Egal wohin die Zeit uns treibt, die Liebe bleibt (Mt 25 14-30)

Was ist wichtig in meinem Leben,
was nicht?
Was ist wirklich wertvoll,
wo scheint es nur so?
Wie halte ich es mit dem,
was ich habe oder was ich kann?
Besitze ich, als wenn es mir GEHÖRTE
oder habe ich, so dass ich es VERWALTE?
BESITZE ich die Liebe Gottes
oder VERWALTE ich sie als treuer Knecht?

Wem viel gegeben ist,
bei dem wird man viel suchen;
und wem viel anvertraut ist,
von dem wird man um so mehr fordern.
Lukas 12,48
***

Es gibt für Momente in meinem Leben, da könnte ich es mit der Angst zu tun bekommen. Was heißt könnte: Dann bekomme ich es mit der Angst, obwohl ich von meinem Naturell aus eher nicht sonderlich ängstlich bin.

Da liegt das größte Atomkraftwerk Europas nicht nur mitten im Kriegsgebiet der Ukraine, sondern auch unter Beschuss. An den Super-GAU in Tschernobyl kann ich mich noch sehr gut erinnern. Viele Menschen starben damals und sterben noch heute. Die Sowjets haben Menschen im wahrsten Sinne des Wortes verheizt, weil sie die Lage anders nicht in den Griff bekommen hätten, und die radioaktiven Wolken und ihre Auswirkungen haben bis weit nach Westeuropa gereicht.

Das ukrainische Ministerium für Umweltschutz veröffentlichte kürzlich eine Auflistung möglicher Folgen einer ähnlichen Katastrophe in Saporischschja: Die Sperrzone müsse zehnmal so groß wie in Tschernobyl sein, zwei Millionen Menschen müssten evakuiert werden. Die radioaktiven Wolken von Tschernobyl werden nur ein Bruchteil von dem gewesen sein, was dann kommt. So machen Menschen selbst aus Atomkraftwerken Atombomben. Weil es Menschen gibt, die das so wollen und können. Und sie sind nicht die einzigen, die mit Angst machen.

● **Angezeigte Daten**
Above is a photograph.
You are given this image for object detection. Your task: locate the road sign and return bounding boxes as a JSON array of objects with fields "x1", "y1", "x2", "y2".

● **Aufgabe 1**
Wie viele Menschen müssten laut dem Textauszug bei einer ähnlichen Katastrophe in Saporischschja evakuiert werden?
● **Aufgabe 2**
Übersetzen Sie den Satz „An den Super-GAU in Tschernobyl kann ich mich noch sehr gut erinnern.“ aus dem Textauszug ins Englische.
● **Aufgabe 3**
Geben Sie den Textauszug von „Was ist wirklich“ bis „so mehr fordern.“ wortgetreu wieder.

● **Lösung 1**
Zwei Millionen Menschen müssten evakuiert werden.

● **Lösung 2**
I can still remember the Chernobyl nuclear disaster very well.

● **Lösung 3**
Was ist wirklich wertvoll,
wo scheint es nur so?
Wie halte ich es mit dem,
was ich habe oder was ich kann?
Besitze ich, als wenn es mir GEHÖRTE
oder habe ich, so dass ich es VERWALTE?
BESITZE ich die Liebe Gottes
oder VERWALTE ich sie als treuer Knecht?

Wem viel gegeben ist,
bei dem wird man viel suchen;
und wem viel anvertraut ist,
von dem wird man um so mehr fordern.